The following variables will be adopted as features.

* ball_neighbour(df_track, dist) : number of enemies and allies within (dist) yards around the returner when the player placement follows (df_track)
* pos_neighbour(df_track, dist) : number of enemies and allies within (dist) yards **in front of** the returner when the player placement follows (df_track)

In addition, the average of the number of people in the last five frames is also added as an explanatory variable.

In [None]:
# 特徴量として、ボールから一定距離の味方・相手選手の人数を用いる
def ball_neighbour(df_track, dist):
    offense_temp = df_track[(df_track['distance'] < dist)&(df_track['team']=='offense')]
    diffense_temp = df_track[(df_track['distance'] < dist)&(df_track['team']=='diffense')]
    return [offense_temp.shape[0], diffense_temp.shape[0]]

def pos_neighbour(df_track, dist):
    offense_temp = df_track[(df_track['distance'] < dist)&(df_track['distance_x'] >= 0)&(df_track['team']=='offense')]
    diffense_temp = df_track[(df_track['distance'] < dist)&(df_track['distance_x'] >= 0)&(df_track['team']=='diffense')]
    return [offense_temp.shape[0], diffense_temp.shape[0]]

# 選手の位置データから特徴量を作成
result_list = []
for i_index in return_frame.index:
    game_id = return_frame.loc[i_index,'gameId']
    play_id = return_frame.loc[i_index,'playId']
    frame_start = return_frame.loc[i_index,'frame_start']
    frame_end = return_frame.loc[i_index,'frame_end']
    x_end = return_frame.loc[i_index,'x_end']
    returner = return_frame.loc[i_index, 'returnerId']

    # 中間のフレームをすべてデータとして用いる
    for frame_index in range(frame_start, frame_end, 3):
        df_temp = track_data[(track_data['gameId']==game_id)&(track_data['playId']==play_id)&(track_data['frameId']==frame_index)].copy()
        df_temp1 = df_temp[df_temp['team']=='offense'].copy()
        df_temp2 = df_temp[(df_temp['team']=='diffense')&(df_temp['nflId']!=returner)].copy()

        returner_loc = df_temp[df_temp['nflId']==returner][['x','y','s','a','dir']].values[0]
        df_temp['distance'] = ((df_temp['x'] - returner_loc[0]) ** 2 + (df_temp['y'] - returner_loc[1]) ** 2) ** 0.5
        df_temp['distance_x'] = -(df_temp['x'] - returner_loc[0])     # returner より前に人がいるなら正値

        df_temp1['distance'] = 999999
        for diffense_index in df_temp2.index:
            diffense_loc = df_temp.loc[diffense_index,['x','y']].values
            df_temp1['distance'] = np.minimum(df_temp1['distance'], ((df_temp1['x'] - diffense_loc[0]) ** 2 + (df_temp2['y'] - diffense_loc[1]) ** 2) ** 0.5)
        df_temp1 = df_temp1[df_temp1['distance'] > 0.5]
        df_temp1['distance'] = ((df_temp1['x'] - returner_loc[0]) ** 2 + (df_temp1['y'] - returner_loc[1]) ** 2) ** 0.5

        feature_item = [i_index, game_id, play_id, frame_index] + returner_loc.tolist()

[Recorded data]
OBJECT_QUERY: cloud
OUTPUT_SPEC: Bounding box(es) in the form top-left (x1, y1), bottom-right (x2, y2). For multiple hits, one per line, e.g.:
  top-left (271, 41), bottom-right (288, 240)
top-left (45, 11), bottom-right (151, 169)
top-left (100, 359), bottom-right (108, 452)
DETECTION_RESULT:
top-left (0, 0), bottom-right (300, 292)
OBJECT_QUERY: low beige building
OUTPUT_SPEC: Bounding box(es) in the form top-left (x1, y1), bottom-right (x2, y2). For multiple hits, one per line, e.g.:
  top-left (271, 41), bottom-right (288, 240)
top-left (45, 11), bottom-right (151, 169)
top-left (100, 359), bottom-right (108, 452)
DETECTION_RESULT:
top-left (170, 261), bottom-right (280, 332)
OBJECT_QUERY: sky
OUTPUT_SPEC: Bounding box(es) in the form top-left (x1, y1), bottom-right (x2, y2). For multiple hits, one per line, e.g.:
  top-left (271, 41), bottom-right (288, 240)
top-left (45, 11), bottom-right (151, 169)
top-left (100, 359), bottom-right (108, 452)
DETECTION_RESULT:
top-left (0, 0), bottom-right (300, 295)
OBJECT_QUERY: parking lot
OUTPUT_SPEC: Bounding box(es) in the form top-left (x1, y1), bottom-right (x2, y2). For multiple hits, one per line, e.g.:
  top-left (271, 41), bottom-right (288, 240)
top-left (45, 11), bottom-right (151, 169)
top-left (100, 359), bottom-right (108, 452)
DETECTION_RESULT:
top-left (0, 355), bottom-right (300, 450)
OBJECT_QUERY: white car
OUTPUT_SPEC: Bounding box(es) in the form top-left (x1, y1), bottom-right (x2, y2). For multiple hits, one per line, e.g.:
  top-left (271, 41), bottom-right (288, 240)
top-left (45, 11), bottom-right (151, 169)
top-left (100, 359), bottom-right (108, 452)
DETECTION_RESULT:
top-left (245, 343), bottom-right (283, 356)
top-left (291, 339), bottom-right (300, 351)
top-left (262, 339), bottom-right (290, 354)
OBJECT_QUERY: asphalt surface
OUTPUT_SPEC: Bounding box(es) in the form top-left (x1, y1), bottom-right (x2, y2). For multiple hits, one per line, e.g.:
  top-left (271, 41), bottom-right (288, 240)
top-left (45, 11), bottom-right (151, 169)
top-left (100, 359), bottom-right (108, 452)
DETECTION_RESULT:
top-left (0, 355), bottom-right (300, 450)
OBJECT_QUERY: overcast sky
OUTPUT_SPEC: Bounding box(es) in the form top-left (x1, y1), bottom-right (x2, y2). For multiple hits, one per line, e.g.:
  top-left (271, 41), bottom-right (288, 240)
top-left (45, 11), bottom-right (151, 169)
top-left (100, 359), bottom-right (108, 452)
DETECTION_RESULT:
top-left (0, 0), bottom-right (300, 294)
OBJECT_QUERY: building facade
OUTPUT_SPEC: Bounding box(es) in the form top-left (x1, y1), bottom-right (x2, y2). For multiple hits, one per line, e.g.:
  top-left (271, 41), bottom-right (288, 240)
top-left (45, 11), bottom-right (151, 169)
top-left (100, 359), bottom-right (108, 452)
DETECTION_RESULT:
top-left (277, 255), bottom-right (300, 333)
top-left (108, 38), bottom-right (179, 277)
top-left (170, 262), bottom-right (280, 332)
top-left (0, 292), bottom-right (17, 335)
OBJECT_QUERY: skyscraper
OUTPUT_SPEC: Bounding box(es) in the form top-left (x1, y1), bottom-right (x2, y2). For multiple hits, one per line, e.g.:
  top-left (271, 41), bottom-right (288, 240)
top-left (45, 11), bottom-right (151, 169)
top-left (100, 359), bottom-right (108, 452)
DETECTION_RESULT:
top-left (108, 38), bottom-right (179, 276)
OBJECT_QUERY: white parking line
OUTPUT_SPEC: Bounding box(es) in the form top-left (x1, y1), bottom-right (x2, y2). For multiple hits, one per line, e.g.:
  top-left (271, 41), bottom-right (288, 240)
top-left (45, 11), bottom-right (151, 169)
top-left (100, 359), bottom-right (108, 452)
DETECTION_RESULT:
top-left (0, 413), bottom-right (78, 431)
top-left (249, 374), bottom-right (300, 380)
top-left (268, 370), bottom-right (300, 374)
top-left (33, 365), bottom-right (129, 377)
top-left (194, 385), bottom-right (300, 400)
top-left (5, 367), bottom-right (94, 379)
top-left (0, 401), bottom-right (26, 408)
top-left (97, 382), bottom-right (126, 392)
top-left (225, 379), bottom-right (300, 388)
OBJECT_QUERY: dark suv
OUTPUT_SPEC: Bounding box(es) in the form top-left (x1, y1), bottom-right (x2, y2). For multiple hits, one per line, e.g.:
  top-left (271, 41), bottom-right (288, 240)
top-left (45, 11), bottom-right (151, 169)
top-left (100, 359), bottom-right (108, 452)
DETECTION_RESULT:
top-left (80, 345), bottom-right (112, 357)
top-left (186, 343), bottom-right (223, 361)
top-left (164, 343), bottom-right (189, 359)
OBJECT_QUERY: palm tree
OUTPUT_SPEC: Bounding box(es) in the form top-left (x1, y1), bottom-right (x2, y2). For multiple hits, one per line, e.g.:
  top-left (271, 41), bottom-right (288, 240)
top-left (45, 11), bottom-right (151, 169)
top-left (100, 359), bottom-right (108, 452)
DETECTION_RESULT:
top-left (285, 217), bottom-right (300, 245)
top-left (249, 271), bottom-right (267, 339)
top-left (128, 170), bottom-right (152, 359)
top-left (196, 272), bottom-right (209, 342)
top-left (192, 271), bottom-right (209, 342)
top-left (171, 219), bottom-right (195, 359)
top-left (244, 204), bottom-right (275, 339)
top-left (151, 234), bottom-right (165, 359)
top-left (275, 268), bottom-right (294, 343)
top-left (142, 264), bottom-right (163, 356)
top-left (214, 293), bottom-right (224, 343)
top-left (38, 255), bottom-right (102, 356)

## Exercise details
Quote the stretch of the player-tracking feature extract from "df_temp1 = df_temp1[df_temp1['distance']" through "frame_index] + returner_loc.tolist()".

## Task response
df_temp1 = df_temp1[df_temp1['distance'] > 0.5]
        df_temp1['distance'] = ((df_temp1['x'] - returner_loc[0]) ** 2 + (df_temp1['y'] - returner_loc[1]) ** 2) ** 0.5

        feature_item = [i_index, game_id, play_id, frame_index] + returner_loc.tolist()